* **Text passage**:

Annoying words

I struggle with the aesthetics of words.


Homosexual is an ugly word. It sounds ugly. It has no euphony, no harmony.

It has the antiseptic ugliness of medical jargon. It sounds like a heading in the Diagnostic and Statistical Manual of Mental Disorders. Which it once was.

It’s even got an ugly etymology: faux Greek spliced onto faux Latin.

And it’s the word that the intolerant love to use.


I’ve never liked gay as euphemism for homosexual.

It’s not as ugly as a word. But it was a delightful word that I used to describe myself – before I realized I was gay. I hated that it was appropriated to describe something that took the gaiety out of my life.

Even now, I have a hard time with gay  – and particularly gay woman – to describe myself. Yes, it’s up there in the header (“God-fearing gay geek girl”), but for its alliteration. But I think of gay as a word for men.


When I was in the closet, I didn’t like lesbian, either. I’m not sure why. I thought it sounded ugly and antiseptic. Not as ugly as homosexual, but ugly. Not as antiseptic as homosexual, but antiseptic.

Maybe it was just the baldness of, “I’m a lesbian.” No matter how firmly I say it, it sounds like I’m admitting to a sexually transmitted disease. (My Love likes to joke that if you ask a Harvard undergrad where he goes to school, his answer will sound like he’s admitting to a sexually transmitted disease.)

But I’m reconciling to lesbian. I’ve come to like it. I like the sound of it, now. I like the baldness of, “I’m a lesbian.”


Then there are queer and dyke and faggot. I hate those words, absolutely.

I understand that people use them self-referentially to denature them. I understand that people use queer to encompass the whole range of non-heterosexuality.

But they are plain ugly words, hateful words that I’ve heard, spittle-flecked, through clenched jaws. Maybe I hate them out of shame that I protected my closet by not objecting to them.


The funny thing is, this blog is the only place that I regularly use any of those words. It’s not that this is the only place I’m comfortable with them.

I’m fully out of the closet. I’m not ashamed of what I am. I’m happy to admit it, to confirm that I love – am engaged to marry – a woman. Everyone at my firm knows I’m a lesbian. Everyone in my family. All my friends.

I don’t make a point of it. I don’t need to. I don’t feel a need to correct people or to get annoyed at heterosexual assumptions. After all, heterosexuals outnumber us somewhere between ten to one and fifty to one, even here in New York.

Perhaps this blog is the only place where it’s an important part of my persona.

At work, the primary element of my persona is engineer. Lesbian or even woman is irrelevant. To my landlord, the primary element of my persona is tenant or rent. At church, it’s Christian or member. To my Love, it’s fiancée or sweetie. To my family, it’s daughter or sister.

* **Data supplied**:
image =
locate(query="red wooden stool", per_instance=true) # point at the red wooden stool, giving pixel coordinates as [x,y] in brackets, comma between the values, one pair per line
* * *
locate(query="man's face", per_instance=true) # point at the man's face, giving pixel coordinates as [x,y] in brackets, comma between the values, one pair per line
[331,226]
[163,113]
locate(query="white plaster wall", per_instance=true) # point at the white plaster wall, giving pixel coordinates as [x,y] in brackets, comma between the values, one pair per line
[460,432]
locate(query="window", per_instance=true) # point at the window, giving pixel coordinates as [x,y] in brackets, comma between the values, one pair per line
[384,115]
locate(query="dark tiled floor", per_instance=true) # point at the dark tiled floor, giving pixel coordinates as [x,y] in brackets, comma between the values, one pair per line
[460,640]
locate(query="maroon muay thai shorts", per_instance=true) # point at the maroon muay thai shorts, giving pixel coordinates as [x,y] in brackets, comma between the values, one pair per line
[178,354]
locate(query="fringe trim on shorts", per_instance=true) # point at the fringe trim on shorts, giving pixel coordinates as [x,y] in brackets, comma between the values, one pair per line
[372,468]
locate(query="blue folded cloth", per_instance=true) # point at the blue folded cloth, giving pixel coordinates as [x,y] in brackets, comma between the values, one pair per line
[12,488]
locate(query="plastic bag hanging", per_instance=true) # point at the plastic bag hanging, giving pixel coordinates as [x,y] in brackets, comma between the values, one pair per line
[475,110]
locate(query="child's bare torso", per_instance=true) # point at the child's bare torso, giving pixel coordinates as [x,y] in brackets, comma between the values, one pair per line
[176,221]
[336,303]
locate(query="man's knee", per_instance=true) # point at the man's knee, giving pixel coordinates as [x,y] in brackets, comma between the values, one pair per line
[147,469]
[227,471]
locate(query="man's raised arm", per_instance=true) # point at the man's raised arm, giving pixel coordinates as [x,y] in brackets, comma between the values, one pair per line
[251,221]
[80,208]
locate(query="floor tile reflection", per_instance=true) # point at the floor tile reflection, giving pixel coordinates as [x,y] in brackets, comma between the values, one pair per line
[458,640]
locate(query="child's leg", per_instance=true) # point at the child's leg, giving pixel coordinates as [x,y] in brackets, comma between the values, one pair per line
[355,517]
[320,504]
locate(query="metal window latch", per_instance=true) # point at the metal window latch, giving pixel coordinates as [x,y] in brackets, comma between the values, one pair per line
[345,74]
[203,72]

* **Required action**:
Please answer from the post about annoying words: what does the writer call the primary element of the writer's persona at work? The items have nothing to do with the post about annoying words.

* **Result**:
Engineer.